> **What the exercise asks**
Reproduce word for word the lines starting with the line that contains "Provide the outline of every instance of the fish lip" and going on through the line that contains "229], [576, 245]]", including both of those lines.

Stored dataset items

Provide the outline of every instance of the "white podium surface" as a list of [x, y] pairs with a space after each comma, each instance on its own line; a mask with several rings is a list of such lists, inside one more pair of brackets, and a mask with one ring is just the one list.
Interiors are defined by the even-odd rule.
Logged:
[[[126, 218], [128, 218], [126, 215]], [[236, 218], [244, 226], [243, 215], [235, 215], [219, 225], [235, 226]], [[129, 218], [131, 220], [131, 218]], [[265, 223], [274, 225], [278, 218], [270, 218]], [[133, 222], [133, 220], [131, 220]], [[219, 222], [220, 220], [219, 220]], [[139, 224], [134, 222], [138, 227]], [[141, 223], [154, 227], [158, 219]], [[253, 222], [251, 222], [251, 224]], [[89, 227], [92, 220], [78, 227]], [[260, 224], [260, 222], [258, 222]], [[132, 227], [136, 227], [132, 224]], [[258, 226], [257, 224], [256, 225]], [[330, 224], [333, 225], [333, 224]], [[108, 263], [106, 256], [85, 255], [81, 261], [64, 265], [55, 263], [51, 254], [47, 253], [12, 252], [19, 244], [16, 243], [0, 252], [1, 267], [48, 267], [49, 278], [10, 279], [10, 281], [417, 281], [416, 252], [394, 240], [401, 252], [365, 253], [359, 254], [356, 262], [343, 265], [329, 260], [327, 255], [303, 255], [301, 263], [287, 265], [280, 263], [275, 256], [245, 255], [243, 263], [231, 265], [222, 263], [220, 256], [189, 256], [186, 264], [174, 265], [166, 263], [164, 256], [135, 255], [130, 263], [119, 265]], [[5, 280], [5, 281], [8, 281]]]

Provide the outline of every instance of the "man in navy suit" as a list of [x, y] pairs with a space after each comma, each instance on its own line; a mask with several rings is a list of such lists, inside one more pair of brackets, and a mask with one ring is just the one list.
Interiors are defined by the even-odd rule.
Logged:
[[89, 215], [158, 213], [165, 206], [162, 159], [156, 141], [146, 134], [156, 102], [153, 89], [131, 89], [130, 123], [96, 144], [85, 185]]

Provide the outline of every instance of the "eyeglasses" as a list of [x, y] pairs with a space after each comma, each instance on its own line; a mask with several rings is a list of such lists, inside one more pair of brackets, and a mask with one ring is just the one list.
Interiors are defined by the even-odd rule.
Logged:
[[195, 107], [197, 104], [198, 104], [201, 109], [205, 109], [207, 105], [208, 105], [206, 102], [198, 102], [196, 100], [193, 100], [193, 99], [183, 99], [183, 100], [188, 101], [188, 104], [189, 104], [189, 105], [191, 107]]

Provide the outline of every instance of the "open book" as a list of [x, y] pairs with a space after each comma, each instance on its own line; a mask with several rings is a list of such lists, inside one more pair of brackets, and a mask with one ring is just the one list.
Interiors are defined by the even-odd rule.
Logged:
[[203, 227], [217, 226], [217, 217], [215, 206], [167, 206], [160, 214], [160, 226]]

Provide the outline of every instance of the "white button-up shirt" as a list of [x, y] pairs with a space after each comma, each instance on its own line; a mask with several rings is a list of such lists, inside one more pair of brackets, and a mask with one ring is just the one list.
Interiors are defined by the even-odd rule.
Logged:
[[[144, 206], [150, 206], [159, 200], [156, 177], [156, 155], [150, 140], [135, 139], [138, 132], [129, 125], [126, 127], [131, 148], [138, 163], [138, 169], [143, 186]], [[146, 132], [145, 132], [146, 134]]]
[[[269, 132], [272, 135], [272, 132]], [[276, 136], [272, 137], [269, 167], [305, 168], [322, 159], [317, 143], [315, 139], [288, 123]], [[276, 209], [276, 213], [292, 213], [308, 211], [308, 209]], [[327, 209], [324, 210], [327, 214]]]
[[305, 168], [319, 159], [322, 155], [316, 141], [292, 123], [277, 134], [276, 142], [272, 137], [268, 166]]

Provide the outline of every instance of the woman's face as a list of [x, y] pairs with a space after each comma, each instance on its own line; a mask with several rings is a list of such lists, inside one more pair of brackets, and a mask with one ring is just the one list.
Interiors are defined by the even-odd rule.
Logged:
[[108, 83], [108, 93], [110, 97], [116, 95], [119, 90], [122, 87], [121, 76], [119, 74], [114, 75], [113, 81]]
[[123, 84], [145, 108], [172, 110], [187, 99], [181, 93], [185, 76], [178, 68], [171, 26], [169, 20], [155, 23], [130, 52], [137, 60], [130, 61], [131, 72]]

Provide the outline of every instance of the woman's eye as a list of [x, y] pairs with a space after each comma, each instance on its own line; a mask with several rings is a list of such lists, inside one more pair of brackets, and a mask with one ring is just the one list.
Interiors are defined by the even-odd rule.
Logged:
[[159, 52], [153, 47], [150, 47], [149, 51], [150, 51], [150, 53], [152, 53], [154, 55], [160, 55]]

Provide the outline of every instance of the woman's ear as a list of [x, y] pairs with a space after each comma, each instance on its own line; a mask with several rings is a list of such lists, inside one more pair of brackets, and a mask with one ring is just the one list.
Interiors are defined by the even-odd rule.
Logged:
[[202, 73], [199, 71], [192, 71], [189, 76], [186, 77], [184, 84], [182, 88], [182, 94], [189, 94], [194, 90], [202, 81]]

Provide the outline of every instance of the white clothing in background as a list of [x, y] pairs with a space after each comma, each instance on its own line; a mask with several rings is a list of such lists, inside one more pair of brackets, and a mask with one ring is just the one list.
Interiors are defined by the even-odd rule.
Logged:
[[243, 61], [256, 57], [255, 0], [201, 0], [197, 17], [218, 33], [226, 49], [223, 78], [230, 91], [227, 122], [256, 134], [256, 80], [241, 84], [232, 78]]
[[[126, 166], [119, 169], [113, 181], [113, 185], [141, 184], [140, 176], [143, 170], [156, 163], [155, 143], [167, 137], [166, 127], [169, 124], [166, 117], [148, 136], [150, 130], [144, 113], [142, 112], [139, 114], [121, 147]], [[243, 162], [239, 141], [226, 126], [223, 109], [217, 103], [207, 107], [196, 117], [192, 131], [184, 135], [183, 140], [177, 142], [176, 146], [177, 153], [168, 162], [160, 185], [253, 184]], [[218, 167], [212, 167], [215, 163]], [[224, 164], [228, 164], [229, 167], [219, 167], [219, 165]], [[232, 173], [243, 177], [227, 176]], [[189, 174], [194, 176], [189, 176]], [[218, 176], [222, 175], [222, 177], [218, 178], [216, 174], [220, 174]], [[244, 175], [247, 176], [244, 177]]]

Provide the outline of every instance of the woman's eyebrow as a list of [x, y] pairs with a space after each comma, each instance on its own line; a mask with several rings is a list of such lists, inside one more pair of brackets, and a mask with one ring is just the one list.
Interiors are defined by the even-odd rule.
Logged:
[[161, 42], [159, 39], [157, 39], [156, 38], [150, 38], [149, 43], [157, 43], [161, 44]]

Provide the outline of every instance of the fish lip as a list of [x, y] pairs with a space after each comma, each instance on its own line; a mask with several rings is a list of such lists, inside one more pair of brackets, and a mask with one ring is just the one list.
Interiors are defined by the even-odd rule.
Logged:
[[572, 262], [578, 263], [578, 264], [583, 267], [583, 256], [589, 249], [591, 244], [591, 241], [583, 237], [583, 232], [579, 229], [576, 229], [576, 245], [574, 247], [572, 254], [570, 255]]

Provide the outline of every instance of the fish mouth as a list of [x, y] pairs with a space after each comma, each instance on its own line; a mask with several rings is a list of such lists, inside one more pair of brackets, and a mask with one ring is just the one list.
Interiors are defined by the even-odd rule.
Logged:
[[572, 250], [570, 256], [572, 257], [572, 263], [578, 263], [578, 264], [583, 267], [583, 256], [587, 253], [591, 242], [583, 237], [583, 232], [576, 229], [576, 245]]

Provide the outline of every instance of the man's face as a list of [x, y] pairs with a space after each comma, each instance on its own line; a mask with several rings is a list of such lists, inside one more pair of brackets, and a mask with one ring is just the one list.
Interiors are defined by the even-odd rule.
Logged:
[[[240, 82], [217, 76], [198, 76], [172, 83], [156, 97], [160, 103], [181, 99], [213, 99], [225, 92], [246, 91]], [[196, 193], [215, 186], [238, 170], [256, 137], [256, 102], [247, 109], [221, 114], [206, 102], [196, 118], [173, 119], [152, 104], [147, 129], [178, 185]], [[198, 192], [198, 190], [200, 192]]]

> **Result for this exercise**
Provide the outline of every instance of the fish lip as a list of [x, y] pairs with a space after each comma, each instance on its own line; a mask with several rings is a list of such lists, inside one more pair of brackets, and a mask with one ring is just the one list.
Interiors are defined by the even-odd rule.
Logged:
[[572, 262], [578, 263], [578, 264], [583, 267], [583, 256], [589, 249], [591, 244], [591, 241], [583, 237], [583, 232], [579, 229], [576, 229], [576, 245], [574, 247], [572, 254], [570, 255]]

Provide the outline of every instance of the fish mouth as a list of [x, y] pairs with a space after each comma, each instance on its own line; a mask with several rings is a list of such lists, inside one more pair of brackets, and a mask with one ring is just the one list.
Interiors are defined by the even-odd rule.
Logged:
[[572, 250], [570, 256], [572, 257], [572, 263], [578, 263], [578, 264], [583, 267], [583, 256], [587, 253], [591, 242], [583, 237], [583, 232], [576, 229], [576, 245]]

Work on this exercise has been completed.